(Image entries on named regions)

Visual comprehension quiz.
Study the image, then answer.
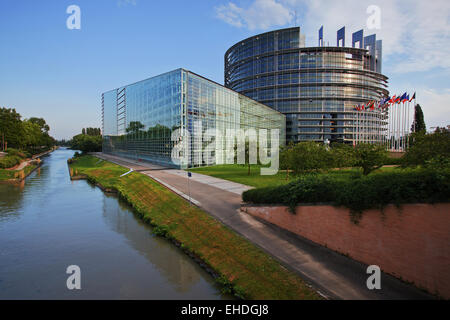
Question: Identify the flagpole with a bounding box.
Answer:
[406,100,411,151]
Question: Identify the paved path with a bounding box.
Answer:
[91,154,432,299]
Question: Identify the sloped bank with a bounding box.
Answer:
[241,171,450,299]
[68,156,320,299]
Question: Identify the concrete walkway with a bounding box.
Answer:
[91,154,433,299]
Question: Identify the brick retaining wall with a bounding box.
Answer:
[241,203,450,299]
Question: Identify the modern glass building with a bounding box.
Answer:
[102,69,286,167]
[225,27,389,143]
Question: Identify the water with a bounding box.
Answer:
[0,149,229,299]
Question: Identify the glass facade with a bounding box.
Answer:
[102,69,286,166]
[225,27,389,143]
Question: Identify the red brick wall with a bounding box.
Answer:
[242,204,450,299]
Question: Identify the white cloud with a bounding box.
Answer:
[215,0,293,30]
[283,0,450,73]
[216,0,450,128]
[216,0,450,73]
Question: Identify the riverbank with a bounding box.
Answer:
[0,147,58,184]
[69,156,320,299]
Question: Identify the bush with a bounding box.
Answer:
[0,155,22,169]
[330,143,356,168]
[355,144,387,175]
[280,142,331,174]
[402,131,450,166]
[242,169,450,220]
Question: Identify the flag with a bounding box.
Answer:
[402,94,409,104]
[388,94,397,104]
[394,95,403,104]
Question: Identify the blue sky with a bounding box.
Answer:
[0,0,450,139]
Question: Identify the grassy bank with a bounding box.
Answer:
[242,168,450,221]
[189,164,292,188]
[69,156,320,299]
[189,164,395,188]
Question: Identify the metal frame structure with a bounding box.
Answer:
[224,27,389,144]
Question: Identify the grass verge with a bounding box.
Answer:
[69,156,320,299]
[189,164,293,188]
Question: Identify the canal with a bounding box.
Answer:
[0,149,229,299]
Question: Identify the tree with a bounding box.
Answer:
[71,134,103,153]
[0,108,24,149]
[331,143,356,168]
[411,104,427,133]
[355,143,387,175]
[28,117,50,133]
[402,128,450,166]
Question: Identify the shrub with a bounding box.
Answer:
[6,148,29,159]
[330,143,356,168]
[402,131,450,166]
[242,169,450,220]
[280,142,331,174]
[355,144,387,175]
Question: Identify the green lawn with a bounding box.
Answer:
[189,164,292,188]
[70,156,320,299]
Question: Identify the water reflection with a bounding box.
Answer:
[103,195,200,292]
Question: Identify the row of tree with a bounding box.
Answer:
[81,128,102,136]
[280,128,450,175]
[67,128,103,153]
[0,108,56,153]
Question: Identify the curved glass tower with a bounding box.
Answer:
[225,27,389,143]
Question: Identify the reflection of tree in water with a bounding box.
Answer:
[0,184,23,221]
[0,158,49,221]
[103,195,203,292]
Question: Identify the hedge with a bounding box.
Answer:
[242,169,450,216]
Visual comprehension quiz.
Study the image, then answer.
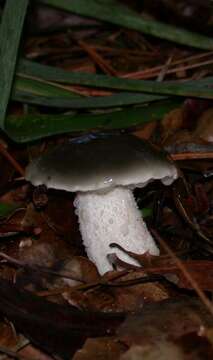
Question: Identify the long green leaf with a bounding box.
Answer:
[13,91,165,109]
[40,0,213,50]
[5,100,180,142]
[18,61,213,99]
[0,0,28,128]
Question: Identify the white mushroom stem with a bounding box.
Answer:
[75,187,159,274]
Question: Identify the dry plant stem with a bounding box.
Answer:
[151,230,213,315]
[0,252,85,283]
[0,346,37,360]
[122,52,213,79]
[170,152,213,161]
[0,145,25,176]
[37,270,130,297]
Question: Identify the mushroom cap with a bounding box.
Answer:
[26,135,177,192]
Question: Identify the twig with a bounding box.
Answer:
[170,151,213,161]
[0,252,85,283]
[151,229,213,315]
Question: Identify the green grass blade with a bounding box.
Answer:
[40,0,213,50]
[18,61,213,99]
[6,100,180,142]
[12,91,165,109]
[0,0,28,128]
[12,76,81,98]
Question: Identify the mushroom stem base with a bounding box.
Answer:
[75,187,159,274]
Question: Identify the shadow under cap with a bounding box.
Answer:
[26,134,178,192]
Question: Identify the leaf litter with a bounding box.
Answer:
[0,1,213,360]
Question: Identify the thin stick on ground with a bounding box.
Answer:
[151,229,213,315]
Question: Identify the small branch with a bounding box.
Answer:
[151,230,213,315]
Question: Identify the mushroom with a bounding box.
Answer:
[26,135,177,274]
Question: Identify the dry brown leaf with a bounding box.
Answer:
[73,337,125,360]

- Problem details:
Please tally the lines of the records that contain the string "water" and give only the number. Case counts.

- Worked answer:
3